Your task is to find every line of the data that holds the string "flying" and copy it.
━━━ Available records
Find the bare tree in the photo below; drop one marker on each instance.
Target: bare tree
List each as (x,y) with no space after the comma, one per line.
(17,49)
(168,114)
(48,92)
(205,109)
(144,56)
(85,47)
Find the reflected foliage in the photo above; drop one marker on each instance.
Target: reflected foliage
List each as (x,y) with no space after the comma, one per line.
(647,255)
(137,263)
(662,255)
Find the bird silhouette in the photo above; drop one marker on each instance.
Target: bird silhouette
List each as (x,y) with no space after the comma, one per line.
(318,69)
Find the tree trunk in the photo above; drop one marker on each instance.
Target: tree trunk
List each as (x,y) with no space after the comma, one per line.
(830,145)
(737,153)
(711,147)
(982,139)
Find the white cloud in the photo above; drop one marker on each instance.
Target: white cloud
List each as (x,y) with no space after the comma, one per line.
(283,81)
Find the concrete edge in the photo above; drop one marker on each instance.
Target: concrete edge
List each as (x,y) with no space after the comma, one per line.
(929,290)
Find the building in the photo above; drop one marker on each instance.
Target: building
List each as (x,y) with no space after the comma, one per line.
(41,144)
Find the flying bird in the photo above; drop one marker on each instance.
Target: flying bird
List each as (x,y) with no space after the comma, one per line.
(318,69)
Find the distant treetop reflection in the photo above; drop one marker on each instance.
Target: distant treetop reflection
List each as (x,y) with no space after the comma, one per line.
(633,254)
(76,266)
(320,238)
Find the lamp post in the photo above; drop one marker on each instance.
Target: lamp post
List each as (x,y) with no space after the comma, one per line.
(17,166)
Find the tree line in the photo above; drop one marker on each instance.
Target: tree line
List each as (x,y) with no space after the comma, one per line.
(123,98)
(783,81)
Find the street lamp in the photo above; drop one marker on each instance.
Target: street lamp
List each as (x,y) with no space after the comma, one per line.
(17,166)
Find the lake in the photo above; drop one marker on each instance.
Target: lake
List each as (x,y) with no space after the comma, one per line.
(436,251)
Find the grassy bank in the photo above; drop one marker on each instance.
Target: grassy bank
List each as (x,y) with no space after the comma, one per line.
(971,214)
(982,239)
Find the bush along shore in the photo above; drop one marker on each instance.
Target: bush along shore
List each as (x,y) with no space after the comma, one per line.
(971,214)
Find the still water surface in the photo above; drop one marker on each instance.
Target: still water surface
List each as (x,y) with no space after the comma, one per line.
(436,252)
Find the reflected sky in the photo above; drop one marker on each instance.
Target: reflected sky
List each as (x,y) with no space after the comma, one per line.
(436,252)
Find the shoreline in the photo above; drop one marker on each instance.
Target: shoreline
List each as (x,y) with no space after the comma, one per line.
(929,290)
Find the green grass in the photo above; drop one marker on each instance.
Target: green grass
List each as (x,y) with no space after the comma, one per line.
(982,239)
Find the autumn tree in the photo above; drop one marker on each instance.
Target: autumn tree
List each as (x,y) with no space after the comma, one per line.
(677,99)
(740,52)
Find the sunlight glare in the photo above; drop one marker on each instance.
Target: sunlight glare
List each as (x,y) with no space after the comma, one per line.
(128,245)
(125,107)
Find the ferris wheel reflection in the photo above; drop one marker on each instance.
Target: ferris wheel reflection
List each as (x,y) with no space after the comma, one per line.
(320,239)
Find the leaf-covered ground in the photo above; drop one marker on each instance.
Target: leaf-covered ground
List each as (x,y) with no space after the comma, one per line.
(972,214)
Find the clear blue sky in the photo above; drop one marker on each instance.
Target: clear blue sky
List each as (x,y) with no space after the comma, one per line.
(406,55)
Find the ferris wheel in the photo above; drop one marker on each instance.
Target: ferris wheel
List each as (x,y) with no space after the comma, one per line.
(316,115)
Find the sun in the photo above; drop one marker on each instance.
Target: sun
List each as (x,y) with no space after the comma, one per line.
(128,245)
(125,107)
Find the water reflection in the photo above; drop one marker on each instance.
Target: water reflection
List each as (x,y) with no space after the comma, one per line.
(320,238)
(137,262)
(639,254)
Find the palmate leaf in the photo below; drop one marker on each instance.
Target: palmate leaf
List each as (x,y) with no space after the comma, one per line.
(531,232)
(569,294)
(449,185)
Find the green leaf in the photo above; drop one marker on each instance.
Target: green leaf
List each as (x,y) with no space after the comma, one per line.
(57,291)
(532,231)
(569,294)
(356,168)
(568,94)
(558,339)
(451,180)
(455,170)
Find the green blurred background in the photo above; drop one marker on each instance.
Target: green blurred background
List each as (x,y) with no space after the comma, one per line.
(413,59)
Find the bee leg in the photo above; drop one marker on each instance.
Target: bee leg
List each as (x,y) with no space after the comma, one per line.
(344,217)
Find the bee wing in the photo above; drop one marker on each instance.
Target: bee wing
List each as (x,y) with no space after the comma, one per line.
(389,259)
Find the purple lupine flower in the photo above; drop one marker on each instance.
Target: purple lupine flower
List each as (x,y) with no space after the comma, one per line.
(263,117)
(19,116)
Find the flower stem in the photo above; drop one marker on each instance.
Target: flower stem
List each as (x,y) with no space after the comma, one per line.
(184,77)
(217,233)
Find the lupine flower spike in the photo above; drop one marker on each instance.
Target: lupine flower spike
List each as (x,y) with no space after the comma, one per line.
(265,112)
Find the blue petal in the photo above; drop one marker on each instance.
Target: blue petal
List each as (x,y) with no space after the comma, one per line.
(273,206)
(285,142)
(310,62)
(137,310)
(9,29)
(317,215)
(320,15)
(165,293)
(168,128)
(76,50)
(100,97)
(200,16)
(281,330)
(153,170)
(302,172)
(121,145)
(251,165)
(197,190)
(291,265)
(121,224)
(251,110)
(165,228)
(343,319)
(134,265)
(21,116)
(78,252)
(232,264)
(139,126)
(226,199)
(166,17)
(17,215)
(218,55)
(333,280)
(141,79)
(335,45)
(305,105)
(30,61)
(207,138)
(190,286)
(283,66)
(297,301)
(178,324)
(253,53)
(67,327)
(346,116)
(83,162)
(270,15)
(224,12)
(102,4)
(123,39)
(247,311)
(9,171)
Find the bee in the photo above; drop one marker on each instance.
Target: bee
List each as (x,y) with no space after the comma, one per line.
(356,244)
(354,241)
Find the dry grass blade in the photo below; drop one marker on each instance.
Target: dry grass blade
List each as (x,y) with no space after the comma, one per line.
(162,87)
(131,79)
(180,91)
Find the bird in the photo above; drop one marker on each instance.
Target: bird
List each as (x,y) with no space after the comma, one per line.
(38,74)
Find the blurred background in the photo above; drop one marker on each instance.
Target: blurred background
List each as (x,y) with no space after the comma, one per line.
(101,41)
━━━━━━
━━━ Available records
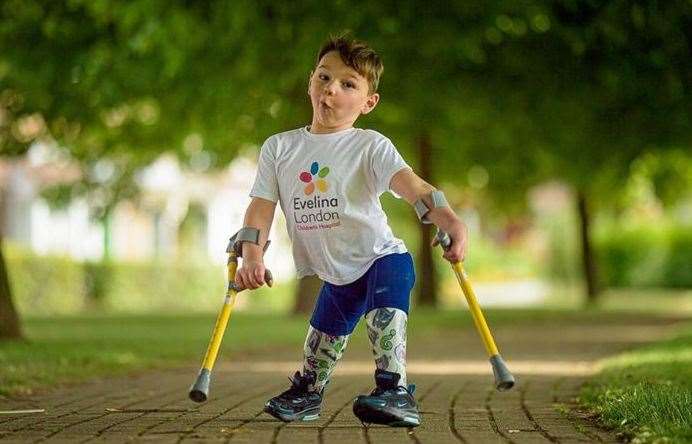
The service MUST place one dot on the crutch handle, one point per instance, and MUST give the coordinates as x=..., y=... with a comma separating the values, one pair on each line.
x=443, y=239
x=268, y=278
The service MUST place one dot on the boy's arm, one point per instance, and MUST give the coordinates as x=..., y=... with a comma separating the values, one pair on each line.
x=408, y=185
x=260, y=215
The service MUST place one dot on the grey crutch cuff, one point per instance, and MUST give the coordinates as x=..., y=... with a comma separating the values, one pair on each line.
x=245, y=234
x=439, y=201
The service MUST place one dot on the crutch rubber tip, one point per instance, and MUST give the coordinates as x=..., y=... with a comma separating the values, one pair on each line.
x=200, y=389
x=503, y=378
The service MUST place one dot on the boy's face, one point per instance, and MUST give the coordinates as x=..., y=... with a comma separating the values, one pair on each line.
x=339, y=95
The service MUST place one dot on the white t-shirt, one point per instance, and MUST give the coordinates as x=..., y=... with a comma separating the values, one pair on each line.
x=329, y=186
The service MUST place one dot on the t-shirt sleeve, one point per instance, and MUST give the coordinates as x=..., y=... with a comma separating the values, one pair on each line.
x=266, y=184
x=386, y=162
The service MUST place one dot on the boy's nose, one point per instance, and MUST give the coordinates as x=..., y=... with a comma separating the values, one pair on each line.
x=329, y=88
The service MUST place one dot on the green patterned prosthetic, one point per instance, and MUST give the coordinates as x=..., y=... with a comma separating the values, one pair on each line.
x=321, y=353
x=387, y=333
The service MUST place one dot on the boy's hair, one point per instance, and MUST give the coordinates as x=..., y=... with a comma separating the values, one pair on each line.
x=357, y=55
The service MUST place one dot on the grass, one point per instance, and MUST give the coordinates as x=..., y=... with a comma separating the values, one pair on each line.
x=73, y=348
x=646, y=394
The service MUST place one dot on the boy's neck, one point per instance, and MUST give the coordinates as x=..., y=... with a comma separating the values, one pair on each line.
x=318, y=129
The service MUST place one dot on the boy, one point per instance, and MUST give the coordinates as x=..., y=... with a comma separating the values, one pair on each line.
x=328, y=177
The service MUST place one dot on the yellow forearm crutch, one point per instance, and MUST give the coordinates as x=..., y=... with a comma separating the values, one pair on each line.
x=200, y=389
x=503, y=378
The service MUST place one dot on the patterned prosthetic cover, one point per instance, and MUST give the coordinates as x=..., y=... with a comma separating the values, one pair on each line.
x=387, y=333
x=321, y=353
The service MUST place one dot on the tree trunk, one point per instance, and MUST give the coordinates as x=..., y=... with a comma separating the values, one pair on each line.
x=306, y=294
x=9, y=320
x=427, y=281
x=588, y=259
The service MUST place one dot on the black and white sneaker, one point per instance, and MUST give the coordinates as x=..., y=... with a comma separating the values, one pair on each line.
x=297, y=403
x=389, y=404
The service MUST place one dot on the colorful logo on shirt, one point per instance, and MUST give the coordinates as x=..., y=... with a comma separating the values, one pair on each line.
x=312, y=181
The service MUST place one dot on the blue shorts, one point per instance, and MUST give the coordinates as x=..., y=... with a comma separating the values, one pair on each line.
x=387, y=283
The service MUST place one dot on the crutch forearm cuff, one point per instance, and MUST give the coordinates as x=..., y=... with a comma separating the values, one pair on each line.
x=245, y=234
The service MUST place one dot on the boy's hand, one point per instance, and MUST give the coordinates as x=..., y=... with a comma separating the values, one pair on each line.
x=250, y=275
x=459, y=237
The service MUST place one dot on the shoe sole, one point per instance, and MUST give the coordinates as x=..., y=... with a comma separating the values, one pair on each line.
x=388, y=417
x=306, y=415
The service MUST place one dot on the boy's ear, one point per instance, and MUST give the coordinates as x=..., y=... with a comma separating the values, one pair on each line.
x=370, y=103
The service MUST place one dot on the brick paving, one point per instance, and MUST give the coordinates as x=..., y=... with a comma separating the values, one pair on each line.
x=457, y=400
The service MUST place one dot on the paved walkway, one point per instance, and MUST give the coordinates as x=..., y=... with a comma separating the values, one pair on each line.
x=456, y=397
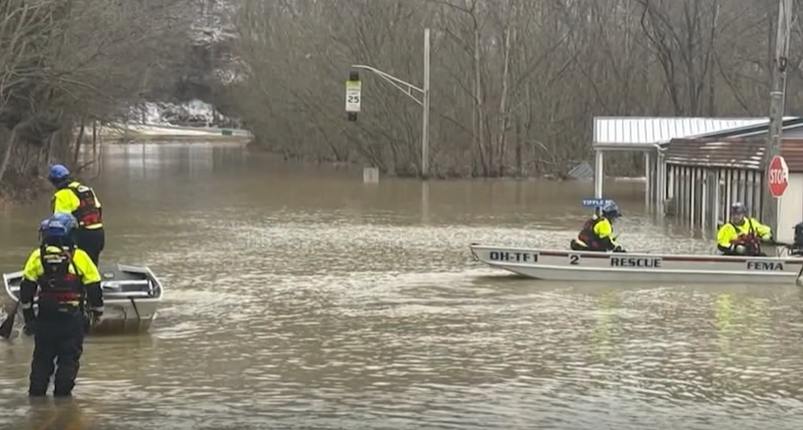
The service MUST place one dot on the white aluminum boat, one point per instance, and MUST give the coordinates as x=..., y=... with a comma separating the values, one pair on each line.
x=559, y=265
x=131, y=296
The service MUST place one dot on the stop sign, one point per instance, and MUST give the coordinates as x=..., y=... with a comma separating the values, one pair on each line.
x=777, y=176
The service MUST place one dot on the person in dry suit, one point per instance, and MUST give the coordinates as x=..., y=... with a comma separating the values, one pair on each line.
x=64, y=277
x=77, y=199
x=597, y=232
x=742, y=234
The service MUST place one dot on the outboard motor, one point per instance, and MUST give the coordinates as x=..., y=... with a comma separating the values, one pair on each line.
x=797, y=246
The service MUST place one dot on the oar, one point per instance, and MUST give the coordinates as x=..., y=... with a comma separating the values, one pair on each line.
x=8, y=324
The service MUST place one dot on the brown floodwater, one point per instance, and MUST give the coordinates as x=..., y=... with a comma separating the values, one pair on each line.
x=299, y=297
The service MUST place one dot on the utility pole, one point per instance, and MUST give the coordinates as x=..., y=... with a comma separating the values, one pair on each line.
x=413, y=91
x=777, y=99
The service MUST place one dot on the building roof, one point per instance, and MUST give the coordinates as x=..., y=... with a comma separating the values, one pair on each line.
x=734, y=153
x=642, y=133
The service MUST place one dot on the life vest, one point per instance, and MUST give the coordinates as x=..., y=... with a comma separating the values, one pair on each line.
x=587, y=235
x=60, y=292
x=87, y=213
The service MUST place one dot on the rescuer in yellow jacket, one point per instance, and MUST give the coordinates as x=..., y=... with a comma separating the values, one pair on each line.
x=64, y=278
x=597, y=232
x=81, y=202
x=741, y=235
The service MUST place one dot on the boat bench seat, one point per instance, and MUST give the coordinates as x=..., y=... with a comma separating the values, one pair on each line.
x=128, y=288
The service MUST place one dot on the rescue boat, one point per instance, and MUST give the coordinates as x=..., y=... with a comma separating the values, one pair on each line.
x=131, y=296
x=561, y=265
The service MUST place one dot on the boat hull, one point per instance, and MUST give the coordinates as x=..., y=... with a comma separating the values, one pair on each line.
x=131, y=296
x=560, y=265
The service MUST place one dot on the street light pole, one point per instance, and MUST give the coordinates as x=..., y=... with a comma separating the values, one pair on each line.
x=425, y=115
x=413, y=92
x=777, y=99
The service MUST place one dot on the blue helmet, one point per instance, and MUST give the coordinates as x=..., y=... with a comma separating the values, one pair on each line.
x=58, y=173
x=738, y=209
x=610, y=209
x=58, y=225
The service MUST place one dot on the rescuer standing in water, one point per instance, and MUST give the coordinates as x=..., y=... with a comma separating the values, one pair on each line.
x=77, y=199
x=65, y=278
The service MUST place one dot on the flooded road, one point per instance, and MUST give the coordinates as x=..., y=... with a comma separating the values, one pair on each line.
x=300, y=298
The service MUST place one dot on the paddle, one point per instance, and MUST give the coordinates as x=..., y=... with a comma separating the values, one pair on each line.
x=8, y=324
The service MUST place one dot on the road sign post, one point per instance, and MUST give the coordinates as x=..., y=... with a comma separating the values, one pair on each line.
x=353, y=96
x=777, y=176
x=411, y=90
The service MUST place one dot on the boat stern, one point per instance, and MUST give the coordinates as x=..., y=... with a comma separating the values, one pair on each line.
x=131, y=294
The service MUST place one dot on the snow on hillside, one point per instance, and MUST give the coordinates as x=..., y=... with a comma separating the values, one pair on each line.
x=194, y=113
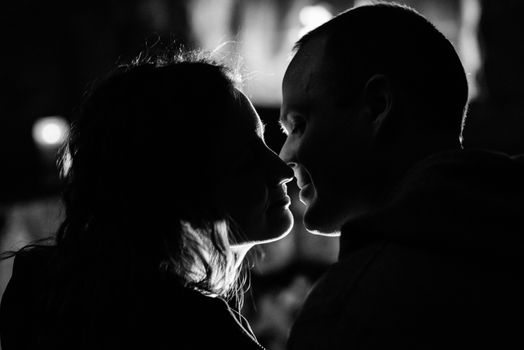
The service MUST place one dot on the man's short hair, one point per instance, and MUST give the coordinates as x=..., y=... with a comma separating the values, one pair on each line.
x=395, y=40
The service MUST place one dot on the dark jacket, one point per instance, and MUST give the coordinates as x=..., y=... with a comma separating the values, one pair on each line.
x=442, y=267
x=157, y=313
━━━━━━
* _Result of this exercise_:
Find the flying bird in the photo above; drop one marker on each instance.
Target: flying bird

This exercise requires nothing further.